=== Record extracts ===
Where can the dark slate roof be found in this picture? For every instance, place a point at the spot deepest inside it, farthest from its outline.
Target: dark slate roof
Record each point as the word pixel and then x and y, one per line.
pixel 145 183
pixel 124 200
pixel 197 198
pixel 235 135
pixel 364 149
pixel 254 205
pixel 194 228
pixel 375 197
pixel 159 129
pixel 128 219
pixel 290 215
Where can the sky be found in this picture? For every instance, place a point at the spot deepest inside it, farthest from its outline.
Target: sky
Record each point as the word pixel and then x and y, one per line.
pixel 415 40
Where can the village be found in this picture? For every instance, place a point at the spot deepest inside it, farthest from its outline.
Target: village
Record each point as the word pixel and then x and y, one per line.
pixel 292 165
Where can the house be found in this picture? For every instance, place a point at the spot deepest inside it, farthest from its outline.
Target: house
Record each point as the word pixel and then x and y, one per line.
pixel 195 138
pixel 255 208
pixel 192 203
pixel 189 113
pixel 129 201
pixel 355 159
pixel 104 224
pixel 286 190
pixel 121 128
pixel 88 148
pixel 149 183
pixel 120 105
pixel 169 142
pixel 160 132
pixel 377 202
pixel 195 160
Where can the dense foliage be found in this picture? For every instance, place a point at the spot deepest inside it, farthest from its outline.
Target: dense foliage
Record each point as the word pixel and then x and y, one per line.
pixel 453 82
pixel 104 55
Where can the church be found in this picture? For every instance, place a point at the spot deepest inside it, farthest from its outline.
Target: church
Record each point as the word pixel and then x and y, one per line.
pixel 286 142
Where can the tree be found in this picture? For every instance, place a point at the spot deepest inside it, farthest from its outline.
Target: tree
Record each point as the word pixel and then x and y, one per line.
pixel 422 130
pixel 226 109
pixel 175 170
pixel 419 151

=== Goal of the exercise ===
Rewrite the lines from the one containing "Where can the house" through the last line, both included, with "outline" replaced by "edge" and nothing else changed.

=== Task solution ===
Where can the house be found in this picture? For every instance, place a point at the spot deepest inside it, farthest from its edge.
Target: house
Record each point as the word pixel and then x and y, one per line.
pixel 195 138
pixel 255 208
pixel 192 203
pixel 189 113
pixel 129 201
pixel 355 159
pixel 104 224
pixel 286 190
pixel 121 128
pixel 88 148
pixel 149 183
pixel 120 105
pixel 169 142
pixel 160 132
pixel 377 202
pixel 195 160
Where can the dense foliage be found in this picture? For every instance, place a point at the spot deepest inside it, farthest from its edge.
Target: dense foliage
Record each point as the word pixel and then x and y, one per line.
pixel 453 82
pixel 104 55
Where can the church be found in this picture? For every instance, place a point at the spot deepest inside it, farthest from its edge.
Target: church
Record each point as the word pixel and then x and y, one per line.
pixel 286 142
Where can the tree be found in this picture? For every instance, place a point at the spot deepest inside it, farthest from its edge.
Target: tree
Record each point as the word pixel and then x and y, one per line.
pixel 422 130
pixel 226 109
pixel 175 170
pixel 419 151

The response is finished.